§ **Quoted passage**
:::
I have had people in the past ask me how what got me involved in the prepper (survivalist) movement? While many reasons are religious based and involve practices taught to them by their faith, I can only attest to a partial truth in that answer. I did grow up during the 80s and while baby boomers and a few numbers of Gen Xers can remember the nuclear drills that schools did back in the day, I can still recall in detail putting a book over my head and thinking this was somehow going to protect me from the radiation and intense heat that would strip the flesh from my bones like Sarah Connor in Terminator 2. The drills were ridiculous and even one kid in my class asked the question on how to not look once you saw the light when a nuclear detonation happened?  As he pointed out once you saw the light your retina was already burned. The drills and precautions done during that time were pointless and amounted to nothing when the real event came upon us and fortunately for us it never did.

There was something else that happened when I was in middle school. The administration at St. Monica’s had gathered together and tried to figure out what issues the future generation might have to be prepared for. Out of nuclear war, plague, over population, or devastating asteroid, climate change ended up being the winner of the conversation. Our class learned about gardening solar energy, and peak oil, an issue they were hoping might happen sooner than later in order to counter the effects of climate change. Global Warming was the term we heard back then until the Bush administration changed the term to make the effects sound more natural and less dangerous. Regardless there was an importance instilled in me about the future and what science said was coming.

During that time my parents were doing a lot of things around the house that were also prepper related. Buying large amounts of canned goods and storing them away, canning their own vegetables, growing a garden, attempted bouts of hunting that ended with throwing the deer in the bed of the truck after hitting it in the road. Most of these activities were for the purpose of saving money and instead resulted in the hobbies being quickly dropped due to the time and energy involved in them. I was seeing and learning these things as I grew up but the thing that turned me off from it for a long time was the religion aspect that was tied to it. With every event, news story, political concern, and scientific study there was a reference to the book of revelation or the apocalypse. During the cold war, we faced nuclear annihilation and that was God’s plan. After the fall of the Berlin wall it changed to the Iraq war and the battle of Armageddon where Saddam was the anti-christ and America was the Christian warriors who were fighting for the side of good. I remember my mother worried about Saddam’s chemical weapons and destroying the planet, an irrational fear told to a child and something that a more intelligent person would have found to be ludicrous. Still this was the world I was growing up in and no matter how many times the end of the world didn’t happen there was a push by the religious right to find the next big thing. I became tired of this and other aspects of religion as I grew older.

Going to catholic schools there were several times that what I was being taught and what the school did were opposites of each other. While the teachings of the new testament were prioritized as the most important aspect of the bible, the school and church were run under old testament rule. When I pointed these things out and argued against the things I was seeing I was told that was not how the real world worked and not to question authority. Wasn’t that exactly what Jesus did? Question the old rule of the Jewish state and try to change minds to a better world? And why was I the only one who was trying to practice what was being taught?
:::
§ **Record set**
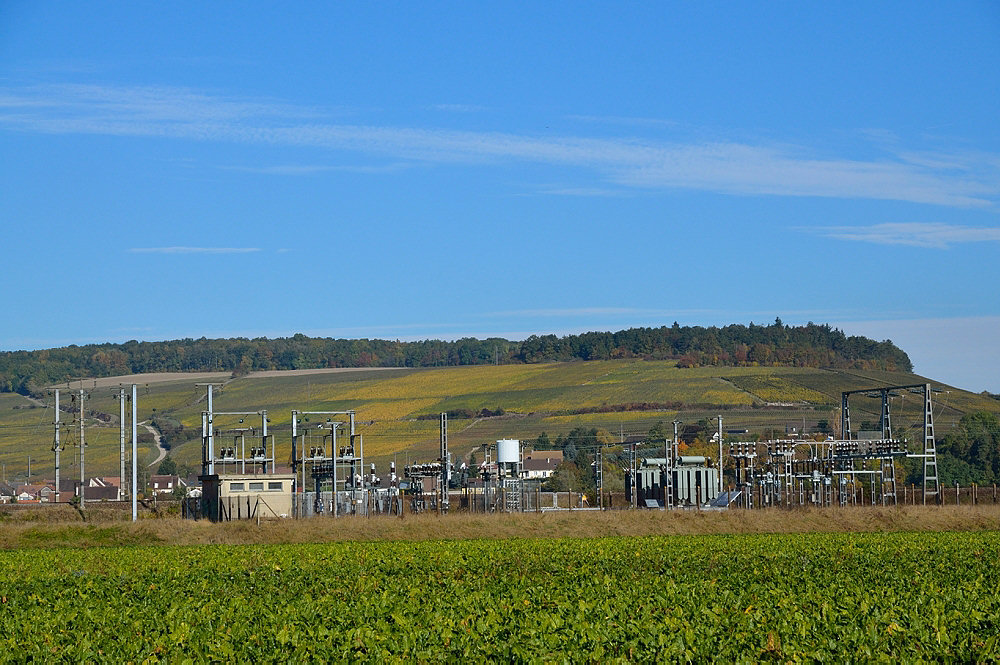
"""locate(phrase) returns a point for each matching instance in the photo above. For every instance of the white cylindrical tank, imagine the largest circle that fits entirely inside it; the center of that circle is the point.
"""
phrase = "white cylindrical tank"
(508, 451)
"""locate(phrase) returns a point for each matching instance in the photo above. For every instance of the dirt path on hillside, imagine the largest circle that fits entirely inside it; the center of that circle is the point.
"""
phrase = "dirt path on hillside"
(158, 438)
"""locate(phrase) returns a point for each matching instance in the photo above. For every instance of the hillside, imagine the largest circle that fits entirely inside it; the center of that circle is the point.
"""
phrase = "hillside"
(621, 398)
(27, 372)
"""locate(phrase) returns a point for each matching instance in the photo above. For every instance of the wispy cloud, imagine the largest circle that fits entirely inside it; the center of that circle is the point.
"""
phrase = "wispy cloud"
(915, 234)
(962, 179)
(194, 250)
(459, 108)
(310, 169)
(623, 120)
(585, 191)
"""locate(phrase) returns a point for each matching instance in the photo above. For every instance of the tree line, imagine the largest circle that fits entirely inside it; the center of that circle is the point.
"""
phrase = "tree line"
(810, 345)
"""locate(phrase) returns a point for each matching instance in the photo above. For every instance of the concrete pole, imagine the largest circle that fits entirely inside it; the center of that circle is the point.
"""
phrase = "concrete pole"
(55, 446)
(121, 441)
(720, 454)
(83, 447)
(211, 435)
(135, 440)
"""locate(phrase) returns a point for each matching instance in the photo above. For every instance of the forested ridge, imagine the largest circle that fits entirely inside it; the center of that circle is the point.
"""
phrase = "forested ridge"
(810, 345)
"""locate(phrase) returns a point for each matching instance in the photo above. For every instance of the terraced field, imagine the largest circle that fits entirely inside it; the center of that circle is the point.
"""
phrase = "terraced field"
(536, 398)
(899, 597)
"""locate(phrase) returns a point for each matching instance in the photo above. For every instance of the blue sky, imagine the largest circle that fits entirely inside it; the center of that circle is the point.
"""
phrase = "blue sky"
(413, 170)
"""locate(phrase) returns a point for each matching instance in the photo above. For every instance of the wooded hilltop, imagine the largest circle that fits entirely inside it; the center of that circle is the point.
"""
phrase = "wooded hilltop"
(777, 344)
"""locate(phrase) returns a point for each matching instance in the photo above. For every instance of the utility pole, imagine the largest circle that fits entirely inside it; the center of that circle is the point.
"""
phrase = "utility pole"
(135, 439)
(121, 441)
(83, 445)
(720, 454)
(56, 446)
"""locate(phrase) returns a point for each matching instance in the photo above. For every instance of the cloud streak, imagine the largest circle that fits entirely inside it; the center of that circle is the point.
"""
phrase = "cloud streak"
(963, 179)
(194, 250)
(914, 234)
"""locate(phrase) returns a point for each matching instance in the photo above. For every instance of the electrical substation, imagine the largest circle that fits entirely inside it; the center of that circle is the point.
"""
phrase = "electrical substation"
(323, 472)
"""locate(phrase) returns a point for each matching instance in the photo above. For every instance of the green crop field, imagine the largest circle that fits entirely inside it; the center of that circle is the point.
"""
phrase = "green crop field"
(838, 597)
(545, 397)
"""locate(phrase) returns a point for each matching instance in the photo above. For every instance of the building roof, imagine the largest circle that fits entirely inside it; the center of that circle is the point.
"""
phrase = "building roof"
(541, 464)
(544, 454)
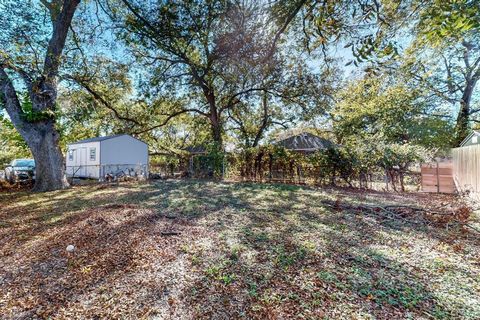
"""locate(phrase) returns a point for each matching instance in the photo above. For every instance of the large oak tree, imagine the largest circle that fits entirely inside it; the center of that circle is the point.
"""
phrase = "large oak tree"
(25, 70)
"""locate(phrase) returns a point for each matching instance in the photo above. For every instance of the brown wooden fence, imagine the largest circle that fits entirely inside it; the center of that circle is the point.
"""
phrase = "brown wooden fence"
(466, 168)
(438, 177)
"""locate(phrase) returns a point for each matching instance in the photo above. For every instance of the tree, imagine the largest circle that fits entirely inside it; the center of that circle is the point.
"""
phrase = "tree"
(189, 45)
(391, 111)
(21, 59)
(450, 67)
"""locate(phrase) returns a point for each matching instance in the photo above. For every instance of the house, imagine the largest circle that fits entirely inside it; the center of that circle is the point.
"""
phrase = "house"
(305, 143)
(101, 156)
(472, 139)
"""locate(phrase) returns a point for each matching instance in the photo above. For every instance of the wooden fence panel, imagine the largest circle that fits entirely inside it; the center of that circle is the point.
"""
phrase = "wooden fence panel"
(438, 177)
(466, 168)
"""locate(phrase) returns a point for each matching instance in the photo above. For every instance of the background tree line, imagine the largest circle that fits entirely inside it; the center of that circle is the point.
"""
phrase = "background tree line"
(183, 73)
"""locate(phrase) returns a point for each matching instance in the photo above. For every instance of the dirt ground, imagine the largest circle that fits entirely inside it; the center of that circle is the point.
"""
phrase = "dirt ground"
(208, 250)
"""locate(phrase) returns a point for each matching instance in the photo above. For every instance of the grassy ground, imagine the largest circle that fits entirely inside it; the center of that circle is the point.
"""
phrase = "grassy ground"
(243, 251)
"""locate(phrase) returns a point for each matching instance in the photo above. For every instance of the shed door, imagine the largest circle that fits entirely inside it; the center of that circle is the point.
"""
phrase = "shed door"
(80, 162)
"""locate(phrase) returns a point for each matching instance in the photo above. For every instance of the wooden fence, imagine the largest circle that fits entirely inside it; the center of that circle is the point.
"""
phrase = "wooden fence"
(466, 168)
(438, 177)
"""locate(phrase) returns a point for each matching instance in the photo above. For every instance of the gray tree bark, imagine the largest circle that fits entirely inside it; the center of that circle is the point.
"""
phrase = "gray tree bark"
(38, 129)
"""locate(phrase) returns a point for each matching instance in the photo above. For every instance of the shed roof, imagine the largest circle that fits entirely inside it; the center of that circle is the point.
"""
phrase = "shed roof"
(467, 138)
(99, 139)
(305, 142)
(196, 149)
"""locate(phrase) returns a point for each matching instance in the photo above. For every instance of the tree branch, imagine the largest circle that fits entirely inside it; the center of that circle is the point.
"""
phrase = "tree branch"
(57, 42)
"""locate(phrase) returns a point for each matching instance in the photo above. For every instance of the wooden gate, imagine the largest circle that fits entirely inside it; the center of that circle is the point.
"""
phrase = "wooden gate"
(438, 177)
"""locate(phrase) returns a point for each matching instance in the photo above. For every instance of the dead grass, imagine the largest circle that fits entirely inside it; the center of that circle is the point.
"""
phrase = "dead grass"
(243, 251)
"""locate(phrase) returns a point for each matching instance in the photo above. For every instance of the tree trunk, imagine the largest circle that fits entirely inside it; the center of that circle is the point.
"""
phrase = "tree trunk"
(49, 165)
(463, 118)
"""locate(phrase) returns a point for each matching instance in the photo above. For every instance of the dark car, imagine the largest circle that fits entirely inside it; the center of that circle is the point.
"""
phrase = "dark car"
(20, 170)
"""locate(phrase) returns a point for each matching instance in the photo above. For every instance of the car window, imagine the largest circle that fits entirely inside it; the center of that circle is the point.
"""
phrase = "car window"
(24, 163)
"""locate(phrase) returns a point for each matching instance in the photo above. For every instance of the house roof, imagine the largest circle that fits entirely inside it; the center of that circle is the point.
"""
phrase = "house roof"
(467, 138)
(305, 142)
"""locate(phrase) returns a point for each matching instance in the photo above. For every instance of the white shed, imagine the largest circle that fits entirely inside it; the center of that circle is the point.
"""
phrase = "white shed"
(98, 157)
:::
§ **Set tasks**
[1] Convert the listing into a Markdown table with columns Row and Line, starting at the line that contains "white shed, imagine" and ending at the last line of the listing, both included. Exclude blank lines.
[2] Extend the prepper essay, picking up right after its final sentence.
The listing is unrelated to the prepper essay.

§ **Answers for the tasks**
[1]
| Row | Line |
|---|---|
| 1 | """locate(phrase) returns a point for each matching instance in the photo above. For every instance of the white shed, imagine the largest circle that fits entirely inside it; the center of that circle is the point. |
| 2 | """ |
| 3 | phrase = "white shed" |
| 4 | (98, 157) |

[2]
I never went back to the catholic church after graduation feeling no need or desire to connect myself to an organization that blackmailed people with threats of where they would be after they died. I later married into a Methodist church where I thought there might be a resemblance to the teachings I was taught but that fell to the wayside after a pastor complained about a person calling the church asking for help, then demanded that the parish donate to the church so that they could install air conditioning. I quickly left the church after that.

For a few years, I found a home in Buddhism and practiced that philosophy for a while until there was an issue with what the “true path” was. I still find meditation handy and feel disappointed with the organization of a philosophy whose teacher stated, “Everyone can find enlightenment in their own way, this is what worked for me.”

Since then I have found a comfort in atheism. After all of the ridiculous stress and anxiety that came with being the member of a world ending religion seeing a reason and logic behind what was said had a comfort, the book of revelations would never offer. What was the point of doing anything when those around you were constantly saying “this is the end.”

With science, climate change came back into view. Because the effects of this event continued to come into play over long periods of time it didn’t have the effect for the churches to claim it as part of their world ending religion. The end of days has a very specific short term time line for any idiot to follow. Climate change on the other hand is an event that takes years if not a century to show its full effect. While religion depends on events like solar eclipses and other events that can be predicted through science to legitimize it, a long-term event like climate change is something that churches or religion in general have not only been unable to fit into their dogmatic role, but also denying its existence regarding it as a threat to their own existence. I can’t help assume that not only do the leaders of these churches know that climate change if real but that they deny it for the simple short minded reason that it will cost them money in the end. The shell corporation knew that climate change was real in the early 1970s and even taught their staff members about it to figure out what to do in order to stay in business while not destroying the planet. In the 1990s they changed their tune and started a campaign to deny the existence of climate change and not reduce the use of oil but figure out more ways to extract it in more costly ways.

Becoming an atheist didn’t change my view on the end of the world, it focused my attention to the one route it was proven to take that religion was denying. Sure, there is still fear of nuclear holocaust and another world war considering the current administration in office, but if I had to put my money on anything, climate change is the one circumstance that won’t change even if other events don’t happen first. A hundred years from now, if we don’t have a nuclear holocaust, world war, or plague that wipes out half of civilization, the earth will still be warmer, the seas levels will rise, and a good portion of the species on the planet will be gone. Out of all the ridiculous situations that we consider to be a threat to our way of life we ignore the one that is in our face and currently happening.

These days our government distracts us with things that are less likely to occur like terrorism from a threat that will cost their donors money. Terrorism is one of the issues that can promote while making a profit. To wage war on climate change is anti-climactic and while it does save the planet the enemy is hard to see and the positive effects of the efforts are difficult to measure over time. During war, bodies can be stacked and counted. Saved lives are harder to measure. How does one estimate lives saved from doing something that some would argue “might happen.” This argument was made at the end of WWII to justify the use of the atomic bomb against the civilian cities of Hiroshima and Nagasaki. The White house argued the lives saved was greater than the lives lost to end the war early. History would later show that not only was this assumption false but the reasons were more sinister than that.

Al Gore tried to bring the issue of climate change to the forefront and succeeded for a short time. His efforts were overshadowed by the Bush administration’s war on terror and soon Gore was forgotten and his push to change light bulbs was thrown to the wayside. Gore’s attempt to save the world backfired like Jimmy Carter’s attempt to change the American psyche.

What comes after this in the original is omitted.